• **Required task**
Copy out word for word everything from the start of the records below down to and including the line that contains "(224, 24), (320, 92)". Leave the pictures out of your copy.

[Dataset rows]
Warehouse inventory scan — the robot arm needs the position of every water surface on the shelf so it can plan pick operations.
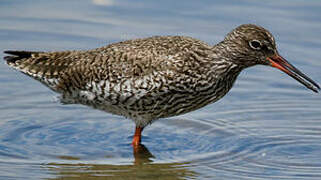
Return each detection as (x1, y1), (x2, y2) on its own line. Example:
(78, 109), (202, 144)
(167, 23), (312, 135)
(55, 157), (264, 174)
(0, 0), (321, 180)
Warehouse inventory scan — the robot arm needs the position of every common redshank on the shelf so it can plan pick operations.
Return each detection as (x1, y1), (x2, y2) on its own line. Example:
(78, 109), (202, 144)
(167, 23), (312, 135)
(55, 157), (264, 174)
(4, 24), (320, 147)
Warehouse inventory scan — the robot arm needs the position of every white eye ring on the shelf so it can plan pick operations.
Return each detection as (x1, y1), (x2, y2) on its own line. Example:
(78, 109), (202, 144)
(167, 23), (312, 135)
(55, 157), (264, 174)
(249, 40), (262, 50)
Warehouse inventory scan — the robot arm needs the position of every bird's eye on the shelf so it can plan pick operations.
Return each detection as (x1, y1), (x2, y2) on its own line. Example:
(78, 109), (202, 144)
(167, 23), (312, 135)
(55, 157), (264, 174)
(249, 40), (261, 50)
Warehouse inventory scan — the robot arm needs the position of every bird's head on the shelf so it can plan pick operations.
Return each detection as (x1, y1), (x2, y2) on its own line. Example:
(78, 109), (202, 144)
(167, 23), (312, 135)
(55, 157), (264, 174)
(224, 24), (320, 92)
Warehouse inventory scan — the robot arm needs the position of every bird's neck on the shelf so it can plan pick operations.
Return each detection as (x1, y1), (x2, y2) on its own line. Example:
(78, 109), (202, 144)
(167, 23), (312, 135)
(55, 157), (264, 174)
(211, 41), (246, 79)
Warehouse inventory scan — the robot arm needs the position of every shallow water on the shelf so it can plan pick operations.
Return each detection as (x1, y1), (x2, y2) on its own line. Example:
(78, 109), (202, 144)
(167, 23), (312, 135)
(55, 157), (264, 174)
(0, 0), (321, 179)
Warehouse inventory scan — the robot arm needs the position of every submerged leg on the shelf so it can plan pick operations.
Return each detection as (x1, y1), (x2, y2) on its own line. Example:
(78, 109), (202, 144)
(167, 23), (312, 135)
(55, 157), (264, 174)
(132, 126), (144, 146)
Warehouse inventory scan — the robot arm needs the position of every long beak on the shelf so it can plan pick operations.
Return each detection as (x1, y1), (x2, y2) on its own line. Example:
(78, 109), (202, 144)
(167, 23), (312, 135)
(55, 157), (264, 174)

• **Solution to this exercise**
Warehouse inventory scan — the robot arm needs the position of every water surface on the shelf so it can plan pick operations.
Return each detection as (x1, y1), (x2, y2) on its own line. Example:
(78, 109), (202, 144)
(167, 23), (312, 135)
(55, 157), (264, 174)
(0, 0), (321, 180)
Warehouse inventory scan — the robot arm needs the position of every common redshank on the shelf so it can plan pick operations.
Return each detection as (x1, y1), (x2, y2) on its own line. Example:
(78, 109), (202, 144)
(167, 23), (312, 135)
(55, 157), (264, 174)
(4, 24), (320, 147)
Warehouse inventory scan — the robot arm needs the position of every white eye ring on the shelf so it can plan pick operations.
Return each detection as (x1, y1), (x2, y2) on its own line. Example:
(78, 109), (202, 144)
(167, 23), (312, 135)
(55, 157), (264, 174)
(249, 40), (262, 50)
Warehouse inventory scan — the robot arm needs the position of every bird's eye on the shelf so it can plan pick operations.
Return each detection as (x1, y1), (x2, y2) on its own line. Example:
(78, 109), (202, 144)
(167, 23), (312, 135)
(55, 157), (264, 174)
(249, 40), (261, 50)
Warehouse inventory scan — the robot arm needs the position of every bird's head on the shelf so it can plan pick operations.
Return each detection as (x1, y1), (x2, y2) on its own line. Example:
(78, 109), (202, 144)
(167, 23), (312, 135)
(55, 157), (264, 174)
(224, 24), (320, 92)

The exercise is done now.